-- RECORD EXTRACTS follows --

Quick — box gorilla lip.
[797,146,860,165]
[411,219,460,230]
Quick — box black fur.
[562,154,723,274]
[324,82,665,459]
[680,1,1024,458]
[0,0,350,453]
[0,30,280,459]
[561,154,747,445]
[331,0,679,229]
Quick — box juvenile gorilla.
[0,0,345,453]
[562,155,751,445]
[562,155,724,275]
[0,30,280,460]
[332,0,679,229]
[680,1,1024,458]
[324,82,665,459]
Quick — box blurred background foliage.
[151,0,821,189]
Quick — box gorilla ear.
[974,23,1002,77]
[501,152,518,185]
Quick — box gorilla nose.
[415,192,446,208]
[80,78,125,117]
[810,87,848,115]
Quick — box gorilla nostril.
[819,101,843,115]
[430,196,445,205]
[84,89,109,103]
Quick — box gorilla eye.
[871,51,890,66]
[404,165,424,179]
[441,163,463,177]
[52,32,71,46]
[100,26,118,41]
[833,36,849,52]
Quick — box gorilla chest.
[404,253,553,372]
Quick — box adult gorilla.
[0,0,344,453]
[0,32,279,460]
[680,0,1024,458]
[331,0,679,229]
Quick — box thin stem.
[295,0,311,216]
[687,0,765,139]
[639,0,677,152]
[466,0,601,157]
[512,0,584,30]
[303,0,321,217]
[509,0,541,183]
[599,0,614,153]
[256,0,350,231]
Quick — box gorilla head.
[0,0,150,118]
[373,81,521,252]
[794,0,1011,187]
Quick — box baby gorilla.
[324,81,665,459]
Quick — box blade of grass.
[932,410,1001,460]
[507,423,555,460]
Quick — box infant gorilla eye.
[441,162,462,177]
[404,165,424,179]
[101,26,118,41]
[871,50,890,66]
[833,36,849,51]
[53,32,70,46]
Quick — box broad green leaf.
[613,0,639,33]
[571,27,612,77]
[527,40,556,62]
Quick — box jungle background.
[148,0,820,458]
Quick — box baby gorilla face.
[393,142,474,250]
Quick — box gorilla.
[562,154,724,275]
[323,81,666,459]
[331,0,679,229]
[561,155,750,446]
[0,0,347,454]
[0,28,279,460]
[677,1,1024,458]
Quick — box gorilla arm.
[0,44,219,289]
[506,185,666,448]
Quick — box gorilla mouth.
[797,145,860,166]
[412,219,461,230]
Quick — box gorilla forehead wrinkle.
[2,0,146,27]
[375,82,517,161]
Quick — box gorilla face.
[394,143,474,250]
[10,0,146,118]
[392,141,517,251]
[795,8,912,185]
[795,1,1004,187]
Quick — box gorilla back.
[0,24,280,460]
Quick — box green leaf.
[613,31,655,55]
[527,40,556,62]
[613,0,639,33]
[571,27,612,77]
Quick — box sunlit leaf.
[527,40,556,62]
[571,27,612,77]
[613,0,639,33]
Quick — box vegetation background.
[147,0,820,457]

-- RECORD EXTRACTS concluded --

WORK TO COMPLETE: The whole listing above, line by line, is to be retyped exactly.

ANSWER:
Quick — box gorilla lip.
[797,146,860,165]
[411,219,460,230]
Quick — box black fur.
[562,154,723,274]
[324,82,665,459]
[680,1,1024,458]
[0,0,350,453]
[0,30,280,459]
[561,154,747,445]
[331,0,679,229]
Quick — box juvenile gorilla.
[0,0,345,453]
[562,155,751,445]
[562,155,724,275]
[0,30,280,460]
[332,0,679,229]
[680,1,1024,458]
[324,82,665,459]
Quick — box blurred background foliage.
[151,0,821,189]
Quick — box gorilla ear.
[974,23,1002,77]
[501,152,518,185]
Quick — box gorilla nose.
[415,192,446,208]
[80,78,125,117]
[810,87,848,115]
Quick — box gorilla nostril.
[819,101,843,115]
[430,196,445,205]
[84,89,109,103]
Quick — box gorilla eye.
[871,51,890,66]
[404,165,424,179]
[441,163,463,177]
[52,32,71,46]
[100,26,118,41]
[833,36,849,52]
Quick — box gorilla chest.
[404,253,553,372]
Quick — box adult gorilla.
[0,0,344,453]
[0,32,279,460]
[680,0,1024,458]
[331,0,679,229]
Quick — box thin stem.
[295,0,311,216]
[687,0,765,139]
[639,0,677,152]
[466,0,601,157]
[512,0,584,30]
[303,0,321,217]
[509,0,541,183]
[599,0,614,153]
[256,0,350,231]
Quick — box gorilla head.
[0,0,150,118]
[373,81,521,252]
[794,0,1011,187]
Quick — box baby gorilla.
[324,81,665,459]
Quick — box blade of grass.
[932,410,1001,460]
[507,423,555,460]
Quick — box infant gorilla eye.
[441,162,462,177]
[404,165,424,179]
[101,26,118,41]
[871,50,890,66]
[833,36,849,51]
[53,32,70,46]
Quick — box broad green leaf.
[613,0,639,33]
[571,27,612,77]
[527,40,556,62]
Quick — box jungle background.
[148,0,820,458]
Quick — box baby gorilla face.
[393,142,474,250]
Quick — box gorilla.
[562,154,724,275]
[323,81,666,459]
[331,0,679,229]
[561,155,750,446]
[0,0,347,454]
[0,28,279,460]
[677,1,1024,458]
Quick — box gorilla arm.
[0,44,219,289]
[506,185,666,448]
Quick — box gorilla mouth.
[797,145,860,166]
[412,219,461,230]
Quick — box gorilla forehead wrinkle.
[2,0,146,27]
[375,82,517,161]
Quick — box gorilla face.
[394,143,474,250]
[10,0,146,118]
[392,141,517,251]
[795,8,912,185]
[795,1,1004,187]
Quick — box gorilla back.
[0,24,280,460]
Quick — box green leaf.
[613,31,655,55]
[527,40,556,62]
[613,0,639,33]
[571,27,612,77]
Quick — box sunlit leaf.
[527,40,556,62]
[571,27,612,77]
[613,0,639,33]
Quick — box vegetation background.
[147,0,820,457]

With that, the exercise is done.